Problem
From the records below, transcribe exactly the lines that begin at the line with "target | black pants" and end at the line with "output | one point per instance, like (628,761)", both included.

Source information
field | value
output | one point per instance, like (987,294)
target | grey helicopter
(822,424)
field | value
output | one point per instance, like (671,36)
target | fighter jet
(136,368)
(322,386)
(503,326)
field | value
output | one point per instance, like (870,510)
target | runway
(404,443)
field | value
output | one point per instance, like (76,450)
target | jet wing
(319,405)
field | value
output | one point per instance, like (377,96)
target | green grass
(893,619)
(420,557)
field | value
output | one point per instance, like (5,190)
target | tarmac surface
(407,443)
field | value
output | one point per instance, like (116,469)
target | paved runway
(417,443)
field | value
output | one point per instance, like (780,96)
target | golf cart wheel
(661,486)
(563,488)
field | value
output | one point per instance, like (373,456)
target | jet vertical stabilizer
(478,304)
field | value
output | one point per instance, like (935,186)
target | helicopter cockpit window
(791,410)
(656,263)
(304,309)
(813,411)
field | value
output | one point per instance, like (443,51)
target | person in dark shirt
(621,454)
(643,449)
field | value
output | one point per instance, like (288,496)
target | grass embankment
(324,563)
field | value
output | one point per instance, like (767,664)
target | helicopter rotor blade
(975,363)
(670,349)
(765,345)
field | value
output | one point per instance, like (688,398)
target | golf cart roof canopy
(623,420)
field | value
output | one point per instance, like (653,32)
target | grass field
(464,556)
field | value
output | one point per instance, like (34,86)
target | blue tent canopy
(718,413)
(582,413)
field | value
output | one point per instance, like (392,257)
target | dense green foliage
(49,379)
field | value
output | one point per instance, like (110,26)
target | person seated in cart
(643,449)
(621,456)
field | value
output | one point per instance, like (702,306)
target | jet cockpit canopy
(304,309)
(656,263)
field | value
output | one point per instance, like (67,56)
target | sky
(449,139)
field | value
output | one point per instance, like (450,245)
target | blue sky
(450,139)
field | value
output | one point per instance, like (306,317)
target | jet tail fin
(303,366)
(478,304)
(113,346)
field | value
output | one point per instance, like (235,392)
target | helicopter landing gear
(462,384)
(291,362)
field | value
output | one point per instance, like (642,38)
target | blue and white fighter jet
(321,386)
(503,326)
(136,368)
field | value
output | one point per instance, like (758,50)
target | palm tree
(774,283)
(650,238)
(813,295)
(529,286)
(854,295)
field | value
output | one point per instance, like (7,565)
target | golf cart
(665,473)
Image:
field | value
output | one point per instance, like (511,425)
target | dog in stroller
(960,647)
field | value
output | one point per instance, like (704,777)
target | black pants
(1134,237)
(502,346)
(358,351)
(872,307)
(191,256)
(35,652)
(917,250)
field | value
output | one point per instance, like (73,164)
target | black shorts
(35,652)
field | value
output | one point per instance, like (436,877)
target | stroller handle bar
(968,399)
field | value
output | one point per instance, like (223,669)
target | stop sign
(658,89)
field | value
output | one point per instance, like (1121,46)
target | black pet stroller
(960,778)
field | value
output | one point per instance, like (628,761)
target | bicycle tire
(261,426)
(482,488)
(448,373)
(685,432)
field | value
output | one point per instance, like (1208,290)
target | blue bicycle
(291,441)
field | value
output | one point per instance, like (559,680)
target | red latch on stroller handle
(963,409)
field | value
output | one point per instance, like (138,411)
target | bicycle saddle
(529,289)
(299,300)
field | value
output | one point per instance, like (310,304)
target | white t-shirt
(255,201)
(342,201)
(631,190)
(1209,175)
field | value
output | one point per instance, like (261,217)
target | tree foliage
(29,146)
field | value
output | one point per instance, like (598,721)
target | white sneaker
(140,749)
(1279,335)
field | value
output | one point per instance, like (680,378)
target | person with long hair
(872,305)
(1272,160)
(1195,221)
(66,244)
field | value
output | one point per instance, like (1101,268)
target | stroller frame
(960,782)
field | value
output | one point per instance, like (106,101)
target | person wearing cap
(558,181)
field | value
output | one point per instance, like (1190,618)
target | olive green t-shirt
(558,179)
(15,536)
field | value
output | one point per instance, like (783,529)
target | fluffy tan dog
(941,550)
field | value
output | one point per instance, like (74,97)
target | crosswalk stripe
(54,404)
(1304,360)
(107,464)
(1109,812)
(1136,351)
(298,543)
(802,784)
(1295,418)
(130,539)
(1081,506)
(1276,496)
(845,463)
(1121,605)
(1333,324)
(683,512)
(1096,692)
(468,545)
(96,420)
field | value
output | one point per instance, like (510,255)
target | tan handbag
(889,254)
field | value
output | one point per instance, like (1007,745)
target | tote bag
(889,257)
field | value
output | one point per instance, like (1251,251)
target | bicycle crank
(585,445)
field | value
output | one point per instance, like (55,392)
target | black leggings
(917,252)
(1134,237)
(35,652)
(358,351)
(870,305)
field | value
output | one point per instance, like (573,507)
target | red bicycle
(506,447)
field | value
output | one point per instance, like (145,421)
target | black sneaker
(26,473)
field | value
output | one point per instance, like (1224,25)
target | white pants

Response
target | black pants
(1134,237)
(502,346)
(358,351)
(872,307)
(191,256)
(35,652)
(917,250)
field | value
output | one point per instance, like (73,164)
target | black shorts
(35,652)
field | value
output | one point per instance, like (436,877)
target | stroller handle bar
(968,399)
field | value
output | one point per instance, like (223,669)
target | stop sign
(658,89)
field | value
output | one point per instance, like (1121,46)
target | black pet stroller
(960,778)
field | value
output | one point per instance, like (628,761)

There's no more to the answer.